Write out each of the entries below word for word, keeping every line as it appears.

Location identification items
┏━━

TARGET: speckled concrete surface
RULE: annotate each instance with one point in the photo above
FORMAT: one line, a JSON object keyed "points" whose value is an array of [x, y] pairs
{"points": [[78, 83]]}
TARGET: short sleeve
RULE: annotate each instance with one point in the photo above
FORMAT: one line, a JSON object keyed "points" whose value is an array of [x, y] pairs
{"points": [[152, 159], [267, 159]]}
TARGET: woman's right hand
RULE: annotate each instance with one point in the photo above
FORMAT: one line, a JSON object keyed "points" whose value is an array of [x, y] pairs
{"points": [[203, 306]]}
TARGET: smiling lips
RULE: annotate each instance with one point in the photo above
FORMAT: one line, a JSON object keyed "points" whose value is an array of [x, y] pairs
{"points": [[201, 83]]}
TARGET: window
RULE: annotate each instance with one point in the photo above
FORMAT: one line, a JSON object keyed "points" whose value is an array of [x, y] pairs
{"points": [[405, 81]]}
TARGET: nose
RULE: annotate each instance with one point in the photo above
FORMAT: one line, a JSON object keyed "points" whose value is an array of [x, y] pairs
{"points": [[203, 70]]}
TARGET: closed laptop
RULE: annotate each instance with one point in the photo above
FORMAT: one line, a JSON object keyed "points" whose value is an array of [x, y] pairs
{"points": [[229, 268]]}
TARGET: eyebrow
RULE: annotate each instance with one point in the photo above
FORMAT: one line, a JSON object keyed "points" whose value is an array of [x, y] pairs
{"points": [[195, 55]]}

┗━━

EXERCISE ANSWER:
TARGET: speckled concrete surface
RULE: annotate each instance with one point in the photo above
FORMAT: one line, a JSON object keyed "points" whose value is an array of [x, y] pairs
{"points": [[78, 83]]}
TARGET: short sleeve
RULE: annotate each instance with one point in the photo above
FORMAT: one line, a JSON object keyed "points" whose value is an array of [x, y] pairs
{"points": [[152, 159], [267, 159]]}
TARGET: woman's right hand
RULE: annotate each instance with one point in the photo above
FORMAT: one line, a JSON object keyed "points" whose value is an array of [x, y] pairs
{"points": [[203, 306]]}
TARGET: smiling lips
RULE: annotate each instance with one point in the photo above
FORMAT: one line, a JSON object keyed "points" whose value is an array of [x, y] pairs
{"points": [[201, 83]]}
TARGET: window
RULE: annotate each instance with one point in the photo above
FORMAT: one line, a JSON object keyed "points" whose value is an array of [x, y] pairs
{"points": [[405, 81]]}
TARGET: nose
RULE: annotate each instance with one point in the photo above
FORMAT: one line, a JSON object keyed "points" whose value is an array of [x, y] pairs
{"points": [[203, 70]]}
TARGET: closed laptop
RULE: annotate each instance with one point in the photo above
FORMAT: one line, a JSON object keyed "points" whose value is an array of [x, y] pairs
{"points": [[229, 268]]}
TARGET: eyebrow
RULE: annotate each instance with one point in the photo above
FORMAT: one line, a JSON object keyed "points" whose value is an array of [x, y] pairs
{"points": [[195, 55]]}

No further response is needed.